§ **REQUIRED TASK**: Gather every line of the data below that contains the word "basket", and copy each of those lines in full.

§ **DATA LISTING**:
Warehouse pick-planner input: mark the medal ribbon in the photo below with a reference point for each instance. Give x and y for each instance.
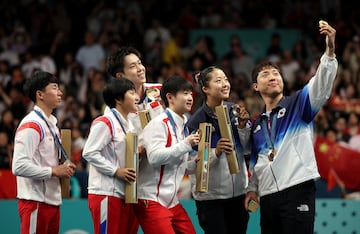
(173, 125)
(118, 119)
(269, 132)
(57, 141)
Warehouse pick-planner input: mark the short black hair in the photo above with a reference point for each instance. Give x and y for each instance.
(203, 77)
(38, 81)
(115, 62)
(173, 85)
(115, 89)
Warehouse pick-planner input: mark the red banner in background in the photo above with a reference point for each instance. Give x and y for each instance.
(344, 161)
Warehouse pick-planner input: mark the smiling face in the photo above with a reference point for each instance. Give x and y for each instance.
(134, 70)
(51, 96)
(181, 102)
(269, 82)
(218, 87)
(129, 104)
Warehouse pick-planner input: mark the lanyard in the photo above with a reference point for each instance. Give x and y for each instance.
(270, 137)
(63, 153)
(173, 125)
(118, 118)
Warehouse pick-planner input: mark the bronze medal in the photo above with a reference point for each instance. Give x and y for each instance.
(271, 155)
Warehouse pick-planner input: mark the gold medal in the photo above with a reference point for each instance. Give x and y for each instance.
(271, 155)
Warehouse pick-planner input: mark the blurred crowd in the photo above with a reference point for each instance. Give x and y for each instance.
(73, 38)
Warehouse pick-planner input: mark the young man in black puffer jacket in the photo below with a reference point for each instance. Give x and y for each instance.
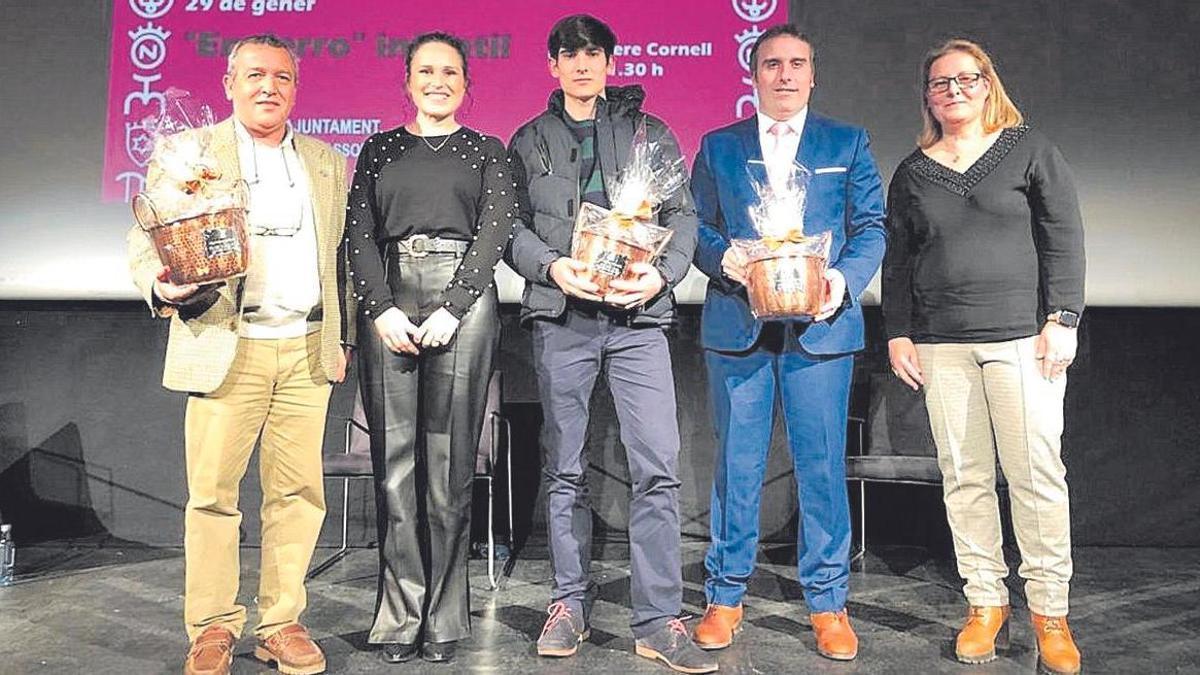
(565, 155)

...

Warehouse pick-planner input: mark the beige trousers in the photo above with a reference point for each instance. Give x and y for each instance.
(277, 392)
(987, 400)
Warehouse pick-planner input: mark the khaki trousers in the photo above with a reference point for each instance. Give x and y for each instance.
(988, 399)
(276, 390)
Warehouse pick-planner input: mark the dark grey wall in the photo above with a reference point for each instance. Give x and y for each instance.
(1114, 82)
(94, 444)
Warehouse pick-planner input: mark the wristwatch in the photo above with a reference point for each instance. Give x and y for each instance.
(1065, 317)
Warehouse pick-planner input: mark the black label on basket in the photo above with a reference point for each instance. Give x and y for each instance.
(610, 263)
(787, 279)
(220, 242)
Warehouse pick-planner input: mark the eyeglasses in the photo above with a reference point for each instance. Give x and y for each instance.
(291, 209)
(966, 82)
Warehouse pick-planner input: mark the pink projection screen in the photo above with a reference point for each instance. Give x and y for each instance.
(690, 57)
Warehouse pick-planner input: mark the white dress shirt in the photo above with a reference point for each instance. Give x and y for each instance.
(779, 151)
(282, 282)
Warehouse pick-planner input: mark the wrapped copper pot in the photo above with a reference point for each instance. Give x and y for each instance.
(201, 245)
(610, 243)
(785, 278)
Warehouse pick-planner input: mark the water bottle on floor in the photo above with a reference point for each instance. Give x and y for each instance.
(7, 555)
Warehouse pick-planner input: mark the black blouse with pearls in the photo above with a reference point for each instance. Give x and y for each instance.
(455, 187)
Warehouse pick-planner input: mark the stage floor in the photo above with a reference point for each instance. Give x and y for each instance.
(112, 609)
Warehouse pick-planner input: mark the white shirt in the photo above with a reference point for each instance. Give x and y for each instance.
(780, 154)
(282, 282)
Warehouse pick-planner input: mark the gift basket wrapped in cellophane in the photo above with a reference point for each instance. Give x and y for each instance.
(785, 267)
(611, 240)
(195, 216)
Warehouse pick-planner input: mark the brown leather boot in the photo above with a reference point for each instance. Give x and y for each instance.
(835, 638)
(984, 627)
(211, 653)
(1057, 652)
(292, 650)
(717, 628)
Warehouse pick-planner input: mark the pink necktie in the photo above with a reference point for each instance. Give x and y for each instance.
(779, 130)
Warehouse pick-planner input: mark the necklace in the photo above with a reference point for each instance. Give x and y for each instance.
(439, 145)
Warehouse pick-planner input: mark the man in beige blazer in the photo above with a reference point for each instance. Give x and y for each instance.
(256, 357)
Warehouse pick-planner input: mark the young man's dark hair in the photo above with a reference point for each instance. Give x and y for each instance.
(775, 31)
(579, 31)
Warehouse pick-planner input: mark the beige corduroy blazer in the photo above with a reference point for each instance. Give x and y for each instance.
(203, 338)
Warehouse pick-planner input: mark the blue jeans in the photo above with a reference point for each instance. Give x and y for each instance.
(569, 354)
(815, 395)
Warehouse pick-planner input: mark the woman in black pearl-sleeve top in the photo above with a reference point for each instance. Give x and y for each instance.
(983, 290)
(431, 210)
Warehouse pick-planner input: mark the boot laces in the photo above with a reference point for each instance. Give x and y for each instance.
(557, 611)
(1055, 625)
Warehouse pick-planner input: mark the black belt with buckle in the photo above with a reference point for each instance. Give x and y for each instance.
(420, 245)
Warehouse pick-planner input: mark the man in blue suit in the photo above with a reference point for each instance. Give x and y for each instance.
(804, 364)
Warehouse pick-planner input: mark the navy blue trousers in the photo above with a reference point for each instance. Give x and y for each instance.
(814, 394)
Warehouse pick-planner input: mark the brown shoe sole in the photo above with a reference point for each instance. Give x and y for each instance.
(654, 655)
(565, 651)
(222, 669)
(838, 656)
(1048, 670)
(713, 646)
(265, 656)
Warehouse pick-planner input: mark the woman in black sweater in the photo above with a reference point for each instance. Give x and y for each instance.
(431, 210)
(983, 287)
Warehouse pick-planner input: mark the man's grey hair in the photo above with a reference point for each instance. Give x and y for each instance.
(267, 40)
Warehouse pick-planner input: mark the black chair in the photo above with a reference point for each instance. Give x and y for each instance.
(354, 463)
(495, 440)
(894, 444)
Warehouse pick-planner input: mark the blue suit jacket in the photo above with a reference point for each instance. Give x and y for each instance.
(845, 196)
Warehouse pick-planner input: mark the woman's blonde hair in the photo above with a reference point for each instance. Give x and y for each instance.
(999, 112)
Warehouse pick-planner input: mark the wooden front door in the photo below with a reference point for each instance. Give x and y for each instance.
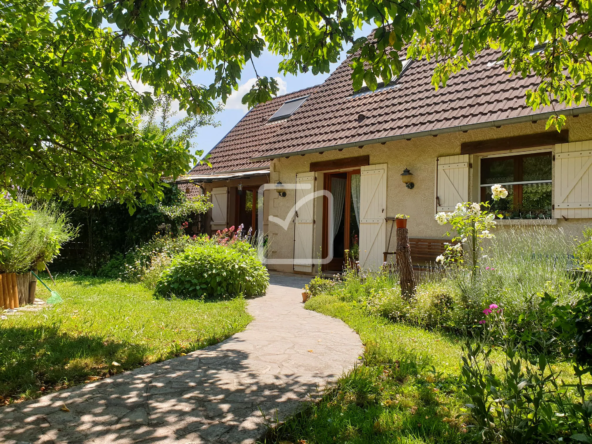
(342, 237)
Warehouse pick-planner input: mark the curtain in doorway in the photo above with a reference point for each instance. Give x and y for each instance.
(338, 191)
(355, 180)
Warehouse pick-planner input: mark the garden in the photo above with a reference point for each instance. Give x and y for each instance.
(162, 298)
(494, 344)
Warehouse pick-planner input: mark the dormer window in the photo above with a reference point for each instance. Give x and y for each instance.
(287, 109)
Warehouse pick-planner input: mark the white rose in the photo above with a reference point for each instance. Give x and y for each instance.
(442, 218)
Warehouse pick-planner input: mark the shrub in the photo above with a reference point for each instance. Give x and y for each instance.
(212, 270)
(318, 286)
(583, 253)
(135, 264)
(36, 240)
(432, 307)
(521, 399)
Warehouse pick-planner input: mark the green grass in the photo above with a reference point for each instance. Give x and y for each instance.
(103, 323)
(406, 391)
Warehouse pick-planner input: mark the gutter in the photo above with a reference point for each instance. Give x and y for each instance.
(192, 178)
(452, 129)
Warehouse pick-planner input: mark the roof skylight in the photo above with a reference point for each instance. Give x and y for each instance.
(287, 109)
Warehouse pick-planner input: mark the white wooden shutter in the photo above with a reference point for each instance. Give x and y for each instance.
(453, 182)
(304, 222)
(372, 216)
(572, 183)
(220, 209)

§ **EXERCISE ANSWER**:
Warehouse pick-planner input: mark the black label on basket in the photo above with a reference point for each instance. Give x and y for each instance.
Warehouse pick-planner input: mark the gift basket wrapped in cellophane in the photo above with a reference point for each instance. Give x and y for each instance.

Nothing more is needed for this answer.